OBJECTIVES ▸
A – In the memoir about Rosie's hands, from which train station platform did her hands wave?
B – Continue the memoir about Rosie's hands from where it stops.

Rosie's Hands



Rosie's hands raised me. They did things for me that my own mother's couldn't. They caught me and held me as my parents’ marriage dissolved while I was still barely teething. They covered my eyes from the fighting, my ears from the screaming.



Grandma, Bubbie, Nanny, Grams. All perfectly good names but Rosie worked best.



Sometimes when I really miss Rosie, I try to remember the way she looked. To prove I still know her. To prove we can still love each other past passing.



Behind closed lids, I see the little dot in the white of her eye, the regal bump she hated on her nose, and, of course, her hands. They had a long, lean look just like she did. Even though she was small, she seemed big to me and those hands seemed so capable.



Those hands fed me. They scratched my back. They liked to hold me close so that their nose could take deep, deep inhales of me. They waved to me from the Cedarhurst train station platform -- and kept waving as the train pulled further and further away, disappearing. Taking me to Brooklyn and leaving her in Long Island.

EXTRACTED INFORMATION ▸
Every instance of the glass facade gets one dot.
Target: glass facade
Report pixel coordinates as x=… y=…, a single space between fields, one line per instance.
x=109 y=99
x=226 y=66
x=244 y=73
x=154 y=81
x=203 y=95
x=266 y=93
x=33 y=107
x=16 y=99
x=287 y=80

TASK ANSWERS ▸
A – The Cedarhurst train station platform.

B –
They drafted pleading notes to my parents about their smoking and my asthma. They made sure I took my vitamins and did my homework and went to Hebrew School.



They taught me how to roll meatballs and matzo balls. They wrote notes that said “At Walbaums.” “At the Peninsula library.” “I love you.”



Unlike other first-graders, I needed those hands to hold mine in the schoolyard. Sometimes, if I was too scared to go to class, those hands let me come to work with them.



They would let me fall asleep in their bed and then gently sleep-walk me to my own. Her hand holding mine as she delivered me to the bedroom she kept for me long after I moved out and grew older.



When I reminisce, I can almost feel the security I experienced when I dozed in her bed. It was in those moments that I had the carefreeness my parents could never, ever give me.



And while those hands gave and gave and gave to me, they were forced to sacrifice.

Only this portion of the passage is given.